__Excerpted passage__:
=== Begin Enclosure ===

Cherie Eteveneaux’s 24-year-old son Corey couldn’t be saved after he was fatally injured in a car crash in February. But she and Corey’s partner, Daniel Jacobs, still hoped his life could help others.
The New Zealand man’s organs couldn’t be donated due to the timing of his death, but his heart valve and corneas were perfectly fine.
Donated heart tissues such as heart valves are used to repair heart defects in young children and babies, which greatly improves their chances of having normal lifespans. So, Corey’s mother and partner made the generous decision to offer the tissues for donation, only to be told they weren’t suitable because he was gay.
Bec Craven caught a cold overseas and ended up with heart failure and needing a donation. Post continues.
“I spoke with a woman from Organ Donation NZ and initially I thought she wanted to speak to me about Corey’s tattoos and when the last time was he had work done,” told NZ’s Sunday Star Times.
“Instead she told me they couldn’t take Corey’s heart valves or corneas because of his lifestyle. Eventually, she said it was because he’s a homosexual man.”
The reason Corey was rejected as a donor is the same reason some men in Australia are rejected for blood and tissue donation, according to the Australian Red Cross.
The regulations preclude men who have had sex with other men in the past 12 months from donating because of the statistically greater risk they will have HIV (human immunodeficiency virus) than straight men and women. In both Australia and New Zealand organ donations by gay men are accepted.
But just how much greater is the risk?
In Corey’s case, his partner Daniel and he were both tested for HIV when they began their exclusive relationship two years ago. Cherie thought this reason alone should have allowed his tissue to be donated, but also didn’t see why gay men were treated any differently.
“I can’t see why we as homosexual men need to be discriminated against for what we do behind closed doors. We’re still humans, we’re no different to any people walking down the street.
“I know Corey would have loved to have helped someone, but some poor family has lost out.”
More generally, in both Australia and New Zealand, less than 0.2 percent of the population lives with HIV, but most of these people are gay or bisexual men.
However, Australian Federations of AIDS Organisations chief executive Darryl O’Donnell told Mamamia current HIV testing and statistics mean Australia’s current policy around accepting blood and tissue donation was outdated.

=== End Enclosure ===

__Tasks for this exercise__:
1. Using the article about Corey's tissue donation, decide whether each statement agrees with it: (a) Corey's organs were donated after his death; (b) organ donations by gay men are accepted in both Australia and New Zealand; (c) Corey and Daniel were both tested for HIV when their exclusive relationship began. Answer yes or no for each, and quote the words of the article that decide it.
2. Reproduce the passage of the article about Corey's tissue donation word for word, from "The regulations preclude" to "men are accepted.".
The material after the article comes from a different source.

[Saved entries]
=== Begin Enclosure ===

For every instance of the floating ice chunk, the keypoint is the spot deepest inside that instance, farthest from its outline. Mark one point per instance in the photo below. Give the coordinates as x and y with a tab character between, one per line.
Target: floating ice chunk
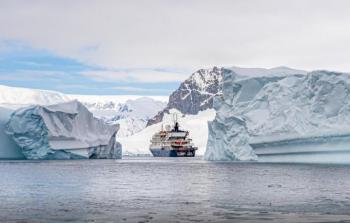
8	148
62	131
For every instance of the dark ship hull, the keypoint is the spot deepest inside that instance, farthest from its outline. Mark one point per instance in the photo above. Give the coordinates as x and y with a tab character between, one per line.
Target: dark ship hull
171	153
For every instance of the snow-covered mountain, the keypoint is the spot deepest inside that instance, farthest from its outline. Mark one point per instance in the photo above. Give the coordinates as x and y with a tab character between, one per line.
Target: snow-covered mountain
266	109
130	111
197	92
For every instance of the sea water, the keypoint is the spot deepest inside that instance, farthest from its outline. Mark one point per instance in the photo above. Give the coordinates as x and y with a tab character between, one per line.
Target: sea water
172	190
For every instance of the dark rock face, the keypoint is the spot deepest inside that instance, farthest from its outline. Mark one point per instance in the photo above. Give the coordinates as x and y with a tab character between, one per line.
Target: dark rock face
195	94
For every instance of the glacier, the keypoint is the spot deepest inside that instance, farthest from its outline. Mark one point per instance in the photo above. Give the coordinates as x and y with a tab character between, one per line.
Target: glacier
8	148
62	131
297	113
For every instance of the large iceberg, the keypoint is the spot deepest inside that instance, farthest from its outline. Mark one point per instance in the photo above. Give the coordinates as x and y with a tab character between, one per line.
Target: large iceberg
297	110
62	131
8	148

=== End Enclosure ===

__Expected outputs__:
1.
(a) No: "The New Zealand man’s organs couldn’t be donated due to the timing of his death"
(b) Yes: "In both Australia and New Zealand organ donations by gay men are accepted."
(c) Yes: "his partner Daniel and he were both tested for HIV when they began their exclusive relationship two years ago"

2.
The regulations preclude men who have had sex with other men in the past 12 months from donating because of the statistically greater risk they will have HIV (human immunodeficiency virus) than straight men and women. In both Australia and New Zealand organ donations by gay men are accepted.